> **What you have to do**
Retype all of the entries that appear below, keeping them exactly as they are.

> **Records for processing**
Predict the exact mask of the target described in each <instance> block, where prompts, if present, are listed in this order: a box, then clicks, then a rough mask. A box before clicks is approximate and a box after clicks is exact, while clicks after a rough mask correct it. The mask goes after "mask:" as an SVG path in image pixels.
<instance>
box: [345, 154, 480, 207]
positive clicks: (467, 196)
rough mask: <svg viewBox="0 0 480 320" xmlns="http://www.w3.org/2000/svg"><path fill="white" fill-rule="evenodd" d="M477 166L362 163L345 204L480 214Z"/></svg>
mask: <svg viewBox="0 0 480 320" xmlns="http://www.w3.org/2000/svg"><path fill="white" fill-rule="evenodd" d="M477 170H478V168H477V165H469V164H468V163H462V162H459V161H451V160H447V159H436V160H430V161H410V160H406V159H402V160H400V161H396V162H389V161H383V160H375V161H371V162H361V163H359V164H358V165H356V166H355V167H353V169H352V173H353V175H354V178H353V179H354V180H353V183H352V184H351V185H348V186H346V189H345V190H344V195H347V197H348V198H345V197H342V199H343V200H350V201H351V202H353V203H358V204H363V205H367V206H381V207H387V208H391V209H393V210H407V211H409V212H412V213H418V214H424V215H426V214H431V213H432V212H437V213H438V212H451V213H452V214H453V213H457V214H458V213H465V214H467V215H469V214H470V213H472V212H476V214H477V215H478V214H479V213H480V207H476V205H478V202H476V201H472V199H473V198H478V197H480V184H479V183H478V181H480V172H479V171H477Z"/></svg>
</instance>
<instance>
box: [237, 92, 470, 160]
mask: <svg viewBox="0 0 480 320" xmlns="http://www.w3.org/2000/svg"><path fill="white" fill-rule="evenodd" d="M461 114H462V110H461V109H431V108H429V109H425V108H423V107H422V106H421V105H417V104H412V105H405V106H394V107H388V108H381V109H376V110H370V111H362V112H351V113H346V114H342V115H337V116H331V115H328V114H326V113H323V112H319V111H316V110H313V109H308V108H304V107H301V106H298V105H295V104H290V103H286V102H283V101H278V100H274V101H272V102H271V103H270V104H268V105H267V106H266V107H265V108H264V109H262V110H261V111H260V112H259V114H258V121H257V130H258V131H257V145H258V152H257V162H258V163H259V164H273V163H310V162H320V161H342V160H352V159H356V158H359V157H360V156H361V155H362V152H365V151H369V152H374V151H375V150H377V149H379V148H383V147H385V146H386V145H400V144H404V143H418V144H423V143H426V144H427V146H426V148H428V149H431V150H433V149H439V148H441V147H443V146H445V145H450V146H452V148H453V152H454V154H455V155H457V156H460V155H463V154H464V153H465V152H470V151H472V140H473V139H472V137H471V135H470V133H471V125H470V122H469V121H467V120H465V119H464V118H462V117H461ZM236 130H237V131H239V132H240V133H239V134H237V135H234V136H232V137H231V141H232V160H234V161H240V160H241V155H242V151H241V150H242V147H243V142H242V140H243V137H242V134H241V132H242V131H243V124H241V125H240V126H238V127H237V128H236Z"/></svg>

> **Task output**
Predict the exact mask of the target described in each <instance> block, where prompts, if present, are listed in this order: a box, then clicks, then a rough mask. A box before clicks is approximate and a box after clicks is exact, while clicks after a rough mask correct it. The mask goes after "mask:" as an SVG path in image pixels.
<instance>
box: [345, 154, 480, 207]
positive clicks: (467, 196)
rough mask: <svg viewBox="0 0 480 320" xmlns="http://www.w3.org/2000/svg"><path fill="white" fill-rule="evenodd" d="M477 166L362 163L345 204L480 214Z"/></svg>
mask: <svg viewBox="0 0 480 320" xmlns="http://www.w3.org/2000/svg"><path fill="white" fill-rule="evenodd" d="M477 170H478V168H477V165H469V164H468V163H462V162H459V161H451V160H447V159H436V160H430V161H410V160H406V159H402V160H400V161H396V162H389V161H383V160H375V161H371V162H361V163H359V164H358V165H356V166H355V167H353V169H352V173H353V175H354V178H353V179H354V180H353V183H352V184H351V185H348V186H346V189H345V190H344V195H347V197H348V198H345V197H342V199H343V200H350V201H351V202H353V203H358V204H363V205H367V206H381V207H387V208H391V209H393V210H407V211H409V212H412V213H418V214H424V215H426V214H431V213H432V212H437V213H438V212H451V213H452V214H453V213H457V214H458V213H465V214H467V215H469V214H470V213H472V212H476V214H477V215H478V214H479V213H480V207H476V205H478V202H476V201H472V199H473V198H478V197H480V184H479V183H478V181H480V172H479V171H477Z"/></svg>
</instance>
<instance>
box: [237, 92, 470, 160]
mask: <svg viewBox="0 0 480 320" xmlns="http://www.w3.org/2000/svg"><path fill="white" fill-rule="evenodd" d="M461 114H462V110H461V109H431V108H429V109H425V108H423V107H422V106H421V105H417V104H412V105H405V106H394V107H388V108H381V109H376V110H370V111H362V112H351V113H346V114H342V115H337V116H331V115H328V114H326V113H323V112H319V111H316V110H313V109H308V108H304V107H301V106H298V105H295V104H290V103H286V102H283V101H278V100H274V101H272V102H271V103H270V104H268V105H267V106H266V107H265V108H264V109H262V110H261V111H260V112H259V114H258V121H257V130H258V131H257V145H258V152H257V162H258V163H259V164H273V163H310V162H320V161H342V160H352V159H356V158H359V157H360V156H361V155H362V152H365V151H369V152H374V151H375V150H377V149H379V148H383V147H385V146H386V145H400V144H404V143H418V144H423V143H426V144H427V146H426V148H428V149H431V150H433V149H439V148H441V147H443V146H445V145H450V146H452V148H453V152H454V154H455V155H457V156H460V155H463V154H464V153H465V152H470V151H472V140H473V139H472V137H471V135H470V133H471V125H470V122H469V121H467V120H465V119H464V118H462V117H461ZM236 130H237V131H239V132H240V133H239V134H237V135H234V136H232V137H231V141H232V160H234V161H240V160H241V155H242V151H241V150H242V147H243V142H242V140H243V137H242V134H241V132H242V131H243V124H241V125H240V126H238V127H237V128H236Z"/></svg>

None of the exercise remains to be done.